## [TASK DESCRIPTION]
Report only how many lines of the entries below contain the string "foal".
=-=-=
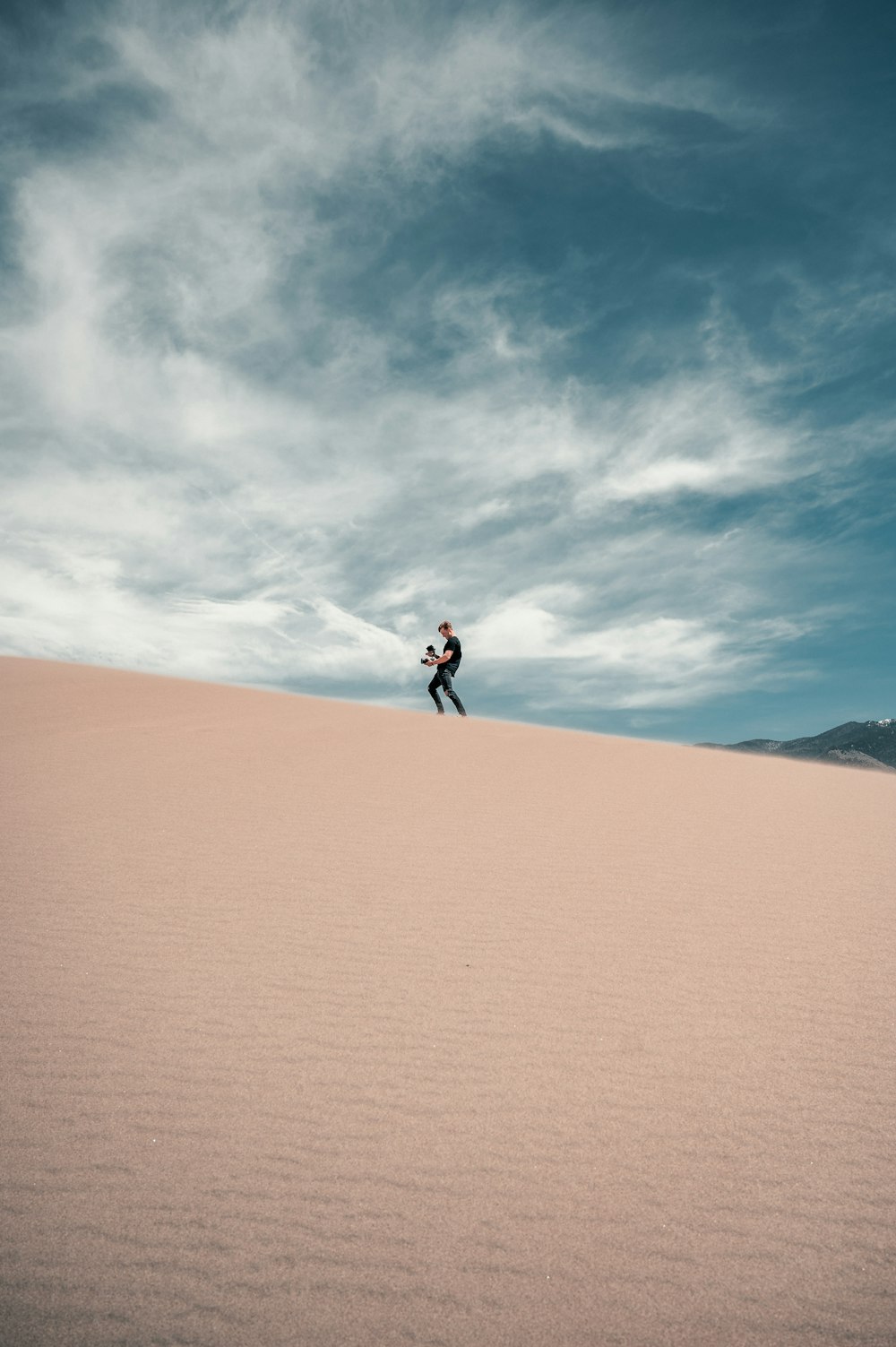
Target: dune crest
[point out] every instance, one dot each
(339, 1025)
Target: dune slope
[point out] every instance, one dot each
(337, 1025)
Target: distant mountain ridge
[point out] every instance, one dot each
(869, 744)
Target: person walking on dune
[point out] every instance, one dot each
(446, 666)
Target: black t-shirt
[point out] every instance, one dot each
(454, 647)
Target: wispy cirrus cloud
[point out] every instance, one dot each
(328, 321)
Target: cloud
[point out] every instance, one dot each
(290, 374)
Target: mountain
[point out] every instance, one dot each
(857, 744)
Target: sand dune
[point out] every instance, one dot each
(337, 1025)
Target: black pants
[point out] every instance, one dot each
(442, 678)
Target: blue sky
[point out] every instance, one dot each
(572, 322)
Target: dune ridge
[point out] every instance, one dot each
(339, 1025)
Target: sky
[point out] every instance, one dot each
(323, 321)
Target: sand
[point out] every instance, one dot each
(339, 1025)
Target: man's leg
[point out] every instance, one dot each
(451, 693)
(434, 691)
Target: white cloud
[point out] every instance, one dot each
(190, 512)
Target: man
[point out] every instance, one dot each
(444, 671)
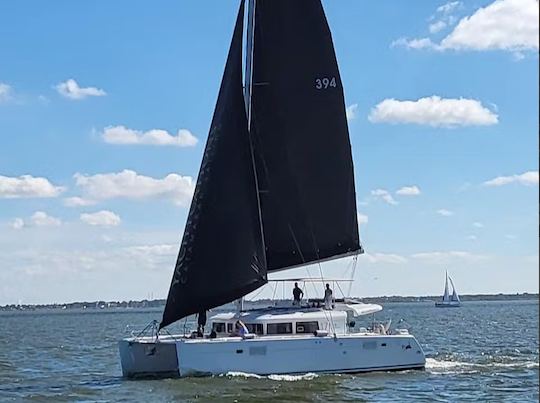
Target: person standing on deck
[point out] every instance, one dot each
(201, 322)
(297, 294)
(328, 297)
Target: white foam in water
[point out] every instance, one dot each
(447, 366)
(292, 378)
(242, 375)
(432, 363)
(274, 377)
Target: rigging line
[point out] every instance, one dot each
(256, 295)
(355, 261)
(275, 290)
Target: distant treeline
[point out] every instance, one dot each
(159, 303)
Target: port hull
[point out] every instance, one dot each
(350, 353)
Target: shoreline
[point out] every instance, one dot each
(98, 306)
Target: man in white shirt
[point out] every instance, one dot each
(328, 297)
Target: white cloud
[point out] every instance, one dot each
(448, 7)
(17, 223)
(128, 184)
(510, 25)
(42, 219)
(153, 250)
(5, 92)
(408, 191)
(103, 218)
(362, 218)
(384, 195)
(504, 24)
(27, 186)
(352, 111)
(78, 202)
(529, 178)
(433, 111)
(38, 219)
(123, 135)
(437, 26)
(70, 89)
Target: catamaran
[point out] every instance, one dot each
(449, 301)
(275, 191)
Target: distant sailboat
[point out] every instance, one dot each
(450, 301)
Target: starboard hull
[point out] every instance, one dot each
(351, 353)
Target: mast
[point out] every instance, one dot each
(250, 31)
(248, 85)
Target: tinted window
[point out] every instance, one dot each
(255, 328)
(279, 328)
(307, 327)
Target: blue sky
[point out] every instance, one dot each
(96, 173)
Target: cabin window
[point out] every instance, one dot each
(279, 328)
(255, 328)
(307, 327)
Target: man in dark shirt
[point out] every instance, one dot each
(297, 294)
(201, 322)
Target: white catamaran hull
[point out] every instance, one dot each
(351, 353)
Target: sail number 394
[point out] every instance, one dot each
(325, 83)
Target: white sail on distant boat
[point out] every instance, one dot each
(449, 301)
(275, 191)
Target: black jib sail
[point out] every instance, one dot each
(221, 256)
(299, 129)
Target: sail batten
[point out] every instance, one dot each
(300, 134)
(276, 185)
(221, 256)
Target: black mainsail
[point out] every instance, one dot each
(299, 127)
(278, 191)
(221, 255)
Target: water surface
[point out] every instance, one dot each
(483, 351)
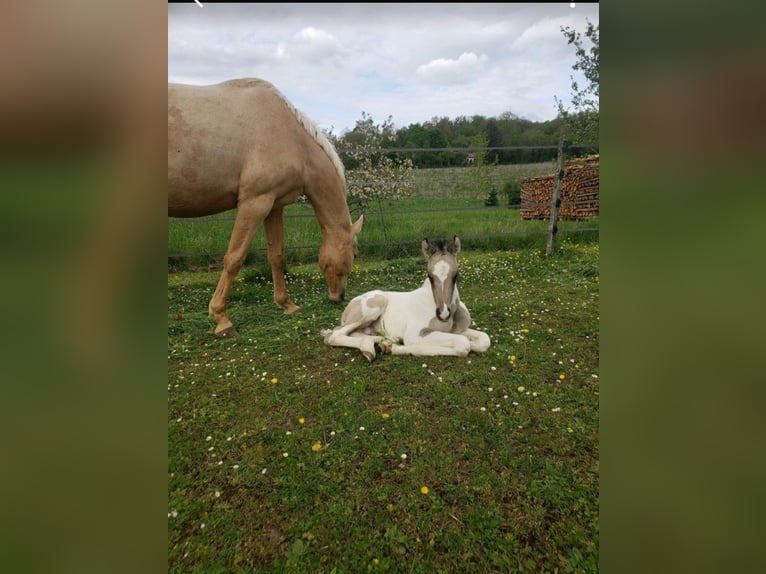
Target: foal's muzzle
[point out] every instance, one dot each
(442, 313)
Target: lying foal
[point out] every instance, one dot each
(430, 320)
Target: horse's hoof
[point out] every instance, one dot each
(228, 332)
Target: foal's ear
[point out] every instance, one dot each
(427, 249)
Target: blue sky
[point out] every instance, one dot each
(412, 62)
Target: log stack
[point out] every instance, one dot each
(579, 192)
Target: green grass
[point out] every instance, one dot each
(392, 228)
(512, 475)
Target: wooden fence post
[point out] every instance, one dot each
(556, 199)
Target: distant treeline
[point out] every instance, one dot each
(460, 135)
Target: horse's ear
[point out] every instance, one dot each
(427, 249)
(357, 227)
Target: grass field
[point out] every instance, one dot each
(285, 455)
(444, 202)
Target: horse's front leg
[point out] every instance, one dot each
=-=-=
## [COMPLETED TASK]
3